■ Source data ■
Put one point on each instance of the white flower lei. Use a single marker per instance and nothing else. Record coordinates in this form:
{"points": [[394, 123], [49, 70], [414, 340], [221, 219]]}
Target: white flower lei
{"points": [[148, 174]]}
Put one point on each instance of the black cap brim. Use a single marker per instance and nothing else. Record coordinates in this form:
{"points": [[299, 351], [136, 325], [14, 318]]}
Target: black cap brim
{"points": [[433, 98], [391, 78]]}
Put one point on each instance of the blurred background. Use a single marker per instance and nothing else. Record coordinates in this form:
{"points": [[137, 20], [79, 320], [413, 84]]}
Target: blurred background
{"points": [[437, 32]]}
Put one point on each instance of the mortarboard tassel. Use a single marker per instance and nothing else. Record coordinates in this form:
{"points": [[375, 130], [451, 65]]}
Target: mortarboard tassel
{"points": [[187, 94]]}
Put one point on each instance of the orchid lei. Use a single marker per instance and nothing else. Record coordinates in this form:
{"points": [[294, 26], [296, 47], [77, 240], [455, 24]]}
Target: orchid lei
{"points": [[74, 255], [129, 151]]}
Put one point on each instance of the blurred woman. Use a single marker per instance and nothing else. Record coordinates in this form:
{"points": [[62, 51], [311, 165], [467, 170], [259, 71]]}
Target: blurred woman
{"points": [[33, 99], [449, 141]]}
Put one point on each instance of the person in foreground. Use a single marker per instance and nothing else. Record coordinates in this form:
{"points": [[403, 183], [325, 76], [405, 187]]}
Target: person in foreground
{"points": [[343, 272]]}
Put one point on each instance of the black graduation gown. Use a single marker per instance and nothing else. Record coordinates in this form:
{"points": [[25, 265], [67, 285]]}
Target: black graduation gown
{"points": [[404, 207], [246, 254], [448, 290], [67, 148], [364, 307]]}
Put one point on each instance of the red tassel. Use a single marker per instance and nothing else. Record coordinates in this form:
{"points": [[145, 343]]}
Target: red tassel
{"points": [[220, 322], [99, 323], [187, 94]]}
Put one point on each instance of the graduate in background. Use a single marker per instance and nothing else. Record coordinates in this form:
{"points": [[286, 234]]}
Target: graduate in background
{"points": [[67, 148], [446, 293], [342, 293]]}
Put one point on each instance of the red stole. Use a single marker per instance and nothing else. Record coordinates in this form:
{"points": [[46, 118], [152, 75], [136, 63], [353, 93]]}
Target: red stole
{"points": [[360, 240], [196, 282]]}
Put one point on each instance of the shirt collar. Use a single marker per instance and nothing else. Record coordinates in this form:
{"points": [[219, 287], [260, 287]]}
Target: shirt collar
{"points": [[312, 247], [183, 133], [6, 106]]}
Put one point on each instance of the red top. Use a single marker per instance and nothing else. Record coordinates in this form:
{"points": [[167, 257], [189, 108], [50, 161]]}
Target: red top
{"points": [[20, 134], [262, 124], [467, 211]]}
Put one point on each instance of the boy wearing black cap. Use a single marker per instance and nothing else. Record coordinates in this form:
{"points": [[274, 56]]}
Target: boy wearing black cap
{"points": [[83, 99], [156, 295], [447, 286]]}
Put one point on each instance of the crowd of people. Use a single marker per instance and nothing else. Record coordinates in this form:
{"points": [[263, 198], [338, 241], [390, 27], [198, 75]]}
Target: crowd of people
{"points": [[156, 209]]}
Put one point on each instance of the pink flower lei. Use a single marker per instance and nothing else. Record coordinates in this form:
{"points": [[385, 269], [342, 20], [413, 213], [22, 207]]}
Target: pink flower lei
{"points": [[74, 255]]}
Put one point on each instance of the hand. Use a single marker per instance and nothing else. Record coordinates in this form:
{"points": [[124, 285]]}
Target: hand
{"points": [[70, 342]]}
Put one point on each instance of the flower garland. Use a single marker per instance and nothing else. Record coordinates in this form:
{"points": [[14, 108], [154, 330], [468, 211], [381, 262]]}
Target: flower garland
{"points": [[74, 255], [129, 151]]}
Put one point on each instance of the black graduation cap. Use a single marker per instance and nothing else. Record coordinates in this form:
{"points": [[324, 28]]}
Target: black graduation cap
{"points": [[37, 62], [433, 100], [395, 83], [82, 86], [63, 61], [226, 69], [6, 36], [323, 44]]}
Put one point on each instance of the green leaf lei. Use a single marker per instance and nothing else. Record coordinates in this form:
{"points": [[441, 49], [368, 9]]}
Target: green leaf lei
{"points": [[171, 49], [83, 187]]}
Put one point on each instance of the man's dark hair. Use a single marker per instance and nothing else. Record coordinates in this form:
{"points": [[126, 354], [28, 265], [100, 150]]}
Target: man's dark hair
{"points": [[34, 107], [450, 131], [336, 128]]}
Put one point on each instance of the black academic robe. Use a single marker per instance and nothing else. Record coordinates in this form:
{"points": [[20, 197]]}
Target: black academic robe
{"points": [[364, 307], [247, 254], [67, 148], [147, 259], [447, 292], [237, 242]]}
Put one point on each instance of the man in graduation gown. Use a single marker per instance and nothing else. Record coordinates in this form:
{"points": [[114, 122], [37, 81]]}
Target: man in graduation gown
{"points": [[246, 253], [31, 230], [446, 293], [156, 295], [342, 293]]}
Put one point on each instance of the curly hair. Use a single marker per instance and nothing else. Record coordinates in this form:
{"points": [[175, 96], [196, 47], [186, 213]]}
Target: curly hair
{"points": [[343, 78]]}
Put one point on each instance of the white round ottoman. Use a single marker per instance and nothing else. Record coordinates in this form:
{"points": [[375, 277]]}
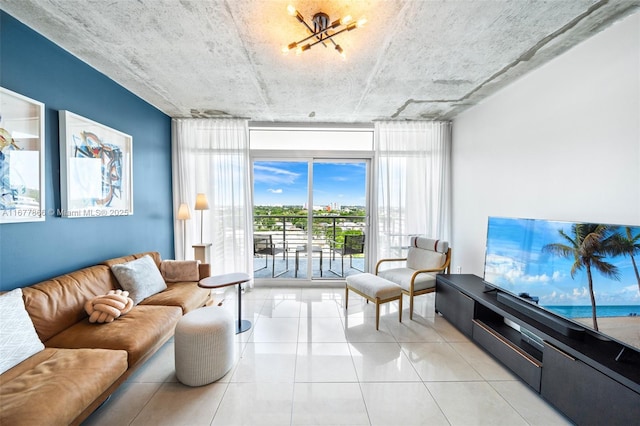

■ Stated problem ■
Count the lines above that contain the string "brim", and give only that number.

■ Exercise solution ■
2